> TASK BRIEF
Every record should be written out exactly, please.

* * * * * * * * *

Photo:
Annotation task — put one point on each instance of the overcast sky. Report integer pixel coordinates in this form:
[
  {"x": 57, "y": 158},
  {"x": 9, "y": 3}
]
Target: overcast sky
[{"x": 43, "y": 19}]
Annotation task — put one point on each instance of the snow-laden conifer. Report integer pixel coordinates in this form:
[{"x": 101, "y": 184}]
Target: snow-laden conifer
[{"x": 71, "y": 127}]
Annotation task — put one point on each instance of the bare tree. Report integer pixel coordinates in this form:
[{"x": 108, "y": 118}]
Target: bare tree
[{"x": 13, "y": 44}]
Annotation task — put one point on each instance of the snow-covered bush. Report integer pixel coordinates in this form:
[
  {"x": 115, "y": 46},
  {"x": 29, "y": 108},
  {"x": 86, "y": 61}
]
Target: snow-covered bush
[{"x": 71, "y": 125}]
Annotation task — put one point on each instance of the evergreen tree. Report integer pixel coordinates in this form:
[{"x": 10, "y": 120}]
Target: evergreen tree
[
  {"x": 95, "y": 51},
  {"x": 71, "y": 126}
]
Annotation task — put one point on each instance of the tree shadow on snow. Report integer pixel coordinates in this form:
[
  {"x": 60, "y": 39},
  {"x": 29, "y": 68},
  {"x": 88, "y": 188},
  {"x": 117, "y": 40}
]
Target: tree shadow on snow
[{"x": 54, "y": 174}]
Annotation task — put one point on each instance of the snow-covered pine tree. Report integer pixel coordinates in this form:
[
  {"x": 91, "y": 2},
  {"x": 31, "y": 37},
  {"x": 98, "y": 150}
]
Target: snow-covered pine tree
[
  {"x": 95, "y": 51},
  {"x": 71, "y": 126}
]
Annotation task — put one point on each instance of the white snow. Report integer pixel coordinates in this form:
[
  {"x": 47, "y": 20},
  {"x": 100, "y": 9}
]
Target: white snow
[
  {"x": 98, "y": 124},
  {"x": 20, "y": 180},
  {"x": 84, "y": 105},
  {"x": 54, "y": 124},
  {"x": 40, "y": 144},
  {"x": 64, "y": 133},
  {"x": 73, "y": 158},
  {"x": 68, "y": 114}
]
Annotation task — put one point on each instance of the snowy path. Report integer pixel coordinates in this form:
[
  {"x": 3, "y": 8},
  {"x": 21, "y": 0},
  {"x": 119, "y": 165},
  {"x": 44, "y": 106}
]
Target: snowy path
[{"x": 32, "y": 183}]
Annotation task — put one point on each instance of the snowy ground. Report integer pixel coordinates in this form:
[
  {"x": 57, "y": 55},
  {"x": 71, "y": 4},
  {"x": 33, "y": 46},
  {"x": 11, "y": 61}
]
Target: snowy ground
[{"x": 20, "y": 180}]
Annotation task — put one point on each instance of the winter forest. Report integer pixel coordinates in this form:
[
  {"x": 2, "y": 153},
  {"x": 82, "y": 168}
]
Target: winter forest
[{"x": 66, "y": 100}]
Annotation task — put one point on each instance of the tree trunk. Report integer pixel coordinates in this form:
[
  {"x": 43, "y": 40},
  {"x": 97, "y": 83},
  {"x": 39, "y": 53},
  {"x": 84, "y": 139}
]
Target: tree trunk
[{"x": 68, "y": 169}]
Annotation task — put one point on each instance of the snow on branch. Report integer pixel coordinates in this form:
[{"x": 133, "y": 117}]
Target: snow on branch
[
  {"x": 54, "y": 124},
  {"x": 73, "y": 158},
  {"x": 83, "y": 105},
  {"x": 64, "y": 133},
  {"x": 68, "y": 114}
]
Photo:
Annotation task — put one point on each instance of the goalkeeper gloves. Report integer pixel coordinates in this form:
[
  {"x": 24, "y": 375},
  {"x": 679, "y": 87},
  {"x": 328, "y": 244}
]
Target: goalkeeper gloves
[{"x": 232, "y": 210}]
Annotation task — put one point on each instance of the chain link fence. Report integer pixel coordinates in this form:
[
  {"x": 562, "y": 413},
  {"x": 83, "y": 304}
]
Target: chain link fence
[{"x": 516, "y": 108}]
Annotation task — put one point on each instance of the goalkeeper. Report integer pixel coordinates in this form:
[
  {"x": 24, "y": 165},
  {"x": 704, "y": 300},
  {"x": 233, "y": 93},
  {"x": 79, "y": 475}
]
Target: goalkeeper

* * * * * * * * *

> OUTPUT
Photo:
Annotation task — put one point on each instance of the overcast sky. Report integer pixel coordinates in this form:
[
  {"x": 57, "y": 158},
  {"x": 9, "y": 3}
]
Target: overcast sky
[{"x": 43, "y": 19}]
Annotation task — put one point on each instance of the snow-laden conifer. Report integer pixel coordinates in this form:
[{"x": 101, "y": 184}]
Target: snow-laden conifer
[{"x": 71, "y": 127}]
Annotation task — put one point on each instance of the bare tree. Report integer pixel coordinates in this form:
[{"x": 108, "y": 118}]
Target: bare tree
[{"x": 13, "y": 44}]
Annotation task — put one point on each instance of the snow-covered bush. Report integer pixel coordinates in this form:
[
  {"x": 115, "y": 46},
  {"x": 29, "y": 108},
  {"x": 86, "y": 61}
]
Target: snow-covered bush
[{"x": 71, "y": 125}]
Annotation task — put one point on each instance of the evergreen tree. Report integer pixel coordinates in this form:
[{"x": 10, "y": 120}]
Target: evergreen tree
[
  {"x": 95, "y": 51},
  {"x": 71, "y": 126}
]
Annotation task — put one point on each instance of the tree shadow on snow. Report integer pixel coordinates in this form:
[
  {"x": 60, "y": 39},
  {"x": 29, "y": 68},
  {"x": 88, "y": 188},
  {"x": 117, "y": 40}
]
Target: tree shadow on snow
[{"x": 54, "y": 174}]
Annotation task — put one point on each instance of the snow-covered pine tree. Report integer pixel coordinates in this form:
[
  {"x": 91, "y": 2},
  {"x": 31, "y": 37},
  {"x": 98, "y": 150}
]
Target: snow-covered pine tree
[
  {"x": 95, "y": 51},
  {"x": 71, "y": 126}
]
Annotation task — put one point on each instance of the white snow. Report integer pixel coordinates in this form:
[
  {"x": 47, "y": 20},
  {"x": 100, "y": 9}
]
Target: white snow
[
  {"x": 98, "y": 124},
  {"x": 20, "y": 180},
  {"x": 84, "y": 105},
  {"x": 54, "y": 124},
  {"x": 40, "y": 144},
  {"x": 64, "y": 133},
  {"x": 73, "y": 158},
  {"x": 68, "y": 114}
]
Annotation task — put one point on each instance of the snowy path. Report integer pixel coordinates in this form:
[
  {"x": 3, "y": 8},
  {"x": 21, "y": 0},
  {"x": 119, "y": 165},
  {"x": 44, "y": 106}
]
Target: snowy path
[{"x": 32, "y": 183}]
Annotation task — put one point on each instance of the snowy ground. Report integer pixel coordinates in this form:
[
  {"x": 57, "y": 55},
  {"x": 71, "y": 4},
  {"x": 33, "y": 46},
  {"x": 11, "y": 61}
]
Target: snowy ground
[{"x": 20, "y": 180}]
Annotation task — put one point on each instance of the winter forest. Report integer pixel coordinates in this form:
[
  {"x": 2, "y": 153},
  {"x": 82, "y": 168}
]
Target: winter forest
[{"x": 66, "y": 100}]
Annotation task — put one point on each instance of the tree trunk. Report integer pixel coordinates in this form:
[
  {"x": 43, "y": 40},
  {"x": 97, "y": 83},
  {"x": 39, "y": 53},
  {"x": 84, "y": 139}
]
Target: tree trunk
[{"x": 68, "y": 169}]
Annotation task — put one point on each instance of the snow on branch. Report integer pixel coordinates in this form:
[{"x": 133, "y": 117}]
Target: snow on branch
[
  {"x": 54, "y": 124},
  {"x": 73, "y": 158},
  {"x": 83, "y": 105},
  {"x": 64, "y": 133},
  {"x": 68, "y": 114}
]
Photo:
Annotation task — put one point on each instance of the goalkeeper gloves. Report integer pixel coordinates in this form:
[
  {"x": 24, "y": 375},
  {"x": 679, "y": 87},
  {"x": 328, "y": 244}
]
Target: goalkeeper gloves
[{"x": 232, "y": 210}]
Annotation task — put one point on each instance of the chain link fence. Report integer pixel coordinates in this form:
[
  {"x": 562, "y": 413},
  {"x": 83, "y": 304}
]
Target: chain link fence
[{"x": 516, "y": 108}]
Annotation task — put one point on each instance of the goalkeeper. Report integer pixel coordinates in this form:
[
  {"x": 24, "y": 165},
  {"x": 704, "y": 300},
  {"x": 233, "y": 93},
  {"x": 79, "y": 475}
]
Target: goalkeeper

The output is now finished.